(Collection entries)
------------------------------------

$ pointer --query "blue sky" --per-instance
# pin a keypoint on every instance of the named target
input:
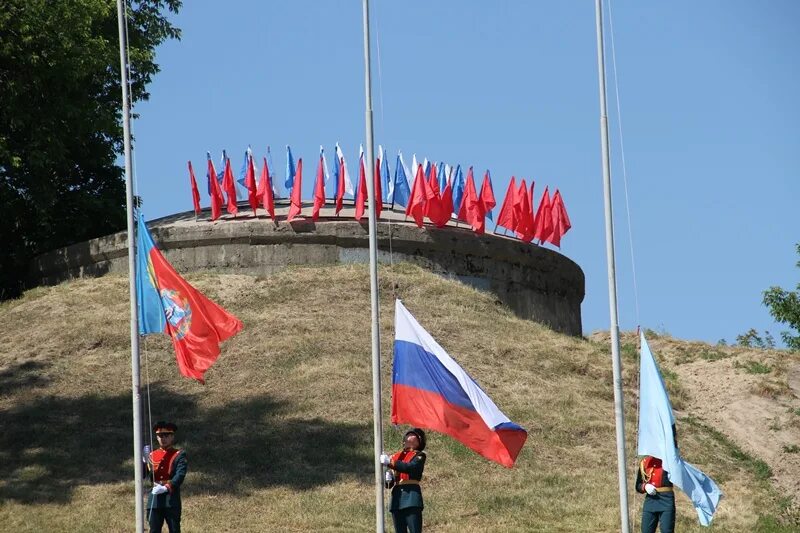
(709, 111)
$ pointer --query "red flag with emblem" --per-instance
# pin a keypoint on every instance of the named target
(230, 188)
(544, 218)
(419, 196)
(296, 199)
(195, 192)
(319, 191)
(264, 191)
(506, 216)
(196, 325)
(250, 183)
(216, 192)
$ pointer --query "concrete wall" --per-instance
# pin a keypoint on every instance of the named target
(536, 282)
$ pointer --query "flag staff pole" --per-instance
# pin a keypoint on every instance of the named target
(373, 284)
(135, 371)
(612, 280)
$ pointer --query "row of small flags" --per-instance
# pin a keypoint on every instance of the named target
(429, 388)
(439, 192)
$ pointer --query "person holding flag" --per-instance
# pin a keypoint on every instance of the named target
(659, 501)
(403, 475)
(663, 466)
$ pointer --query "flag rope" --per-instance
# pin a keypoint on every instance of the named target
(622, 158)
(634, 456)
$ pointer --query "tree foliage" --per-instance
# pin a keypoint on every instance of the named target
(61, 120)
(784, 306)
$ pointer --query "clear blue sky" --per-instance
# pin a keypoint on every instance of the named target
(710, 114)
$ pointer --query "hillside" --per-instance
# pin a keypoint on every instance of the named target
(279, 438)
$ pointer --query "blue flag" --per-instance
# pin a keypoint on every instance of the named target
(402, 192)
(290, 170)
(387, 186)
(151, 313)
(276, 191)
(458, 189)
(657, 438)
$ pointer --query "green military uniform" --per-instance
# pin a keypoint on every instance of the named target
(406, 501)
(658, 509)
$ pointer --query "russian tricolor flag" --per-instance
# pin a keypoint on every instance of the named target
(431, 390)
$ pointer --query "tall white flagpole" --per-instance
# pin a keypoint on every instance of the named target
(612, 280)
(135, 374)
(373, 285)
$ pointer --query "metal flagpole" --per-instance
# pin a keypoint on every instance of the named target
(135, 374)
(373, 285)
(612, 280)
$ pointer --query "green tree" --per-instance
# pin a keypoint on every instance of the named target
(784, 306)
(61, 120)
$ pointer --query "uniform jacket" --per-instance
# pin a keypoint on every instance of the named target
(407, 467)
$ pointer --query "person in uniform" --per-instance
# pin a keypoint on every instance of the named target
(659, 501)
(167, 468)
(403, 477)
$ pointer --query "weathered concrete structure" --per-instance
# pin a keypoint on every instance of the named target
(536, 282)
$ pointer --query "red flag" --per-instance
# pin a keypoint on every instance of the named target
(434, 209)
(524, 229)
(250, 183)
(419, 197)
(216, 192)
(376, 178)
(361, 193)
(196, 324)
(487, 193)
(544, 218)
(471, 209)
(319, 191)
(195, 192)
(230, 188)
(264, 191)
(340, 184)
(506, 216)
(297, 195)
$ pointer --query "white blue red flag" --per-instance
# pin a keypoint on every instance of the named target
(168, 304)
(431, 390)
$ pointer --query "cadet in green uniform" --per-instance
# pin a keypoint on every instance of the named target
(403, 477)
(167, 467)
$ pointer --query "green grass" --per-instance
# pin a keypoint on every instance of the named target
(753, 367)
(280, 437)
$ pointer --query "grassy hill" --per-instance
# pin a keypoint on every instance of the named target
(280, 437)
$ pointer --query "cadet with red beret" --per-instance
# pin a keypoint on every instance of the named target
(167, 467)
(659, 501)
(403, 477)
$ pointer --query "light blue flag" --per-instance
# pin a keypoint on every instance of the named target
(387, 185)
(151, 313)
(656, 438)
(290, 170)
(458, 189)
(276, 190)
(489, 212)
(401, 190)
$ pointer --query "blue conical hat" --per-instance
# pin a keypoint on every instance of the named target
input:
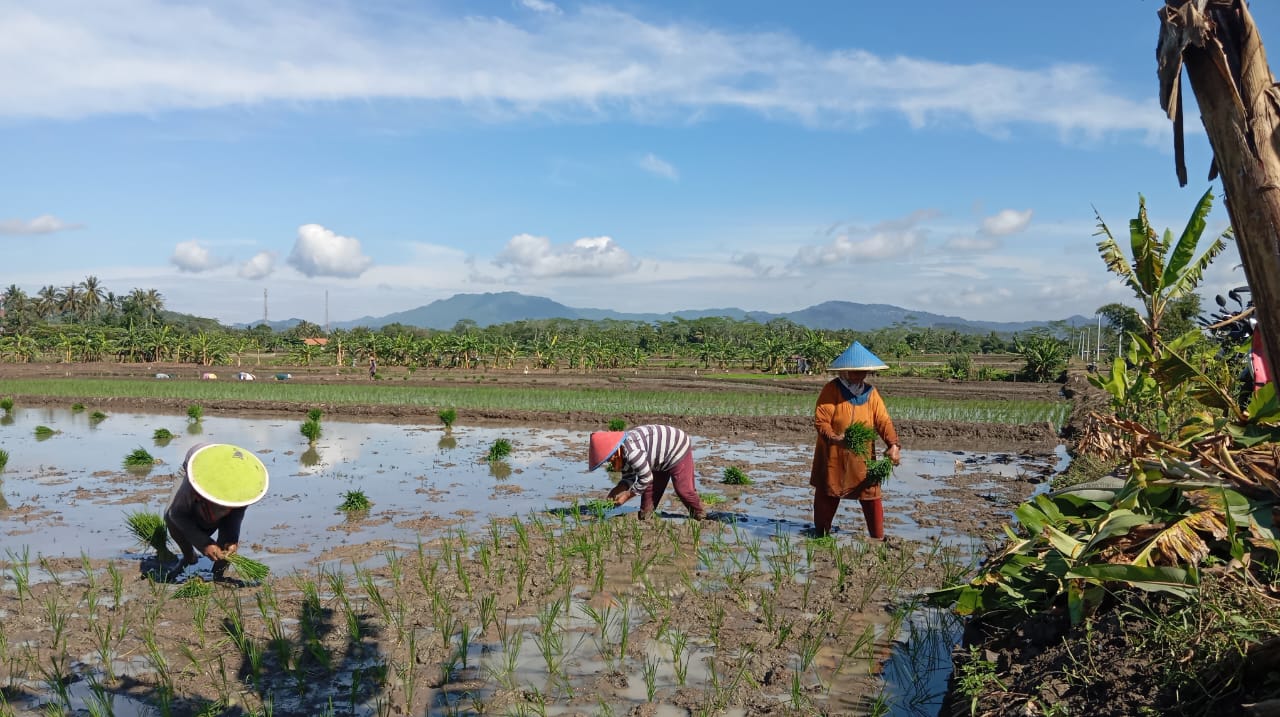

------------------------------------

→ PROBLEM STATEMENT: Among the entries above, how many lines have the string "person" in them? Only the number should be given.

→ OUTPUT: 2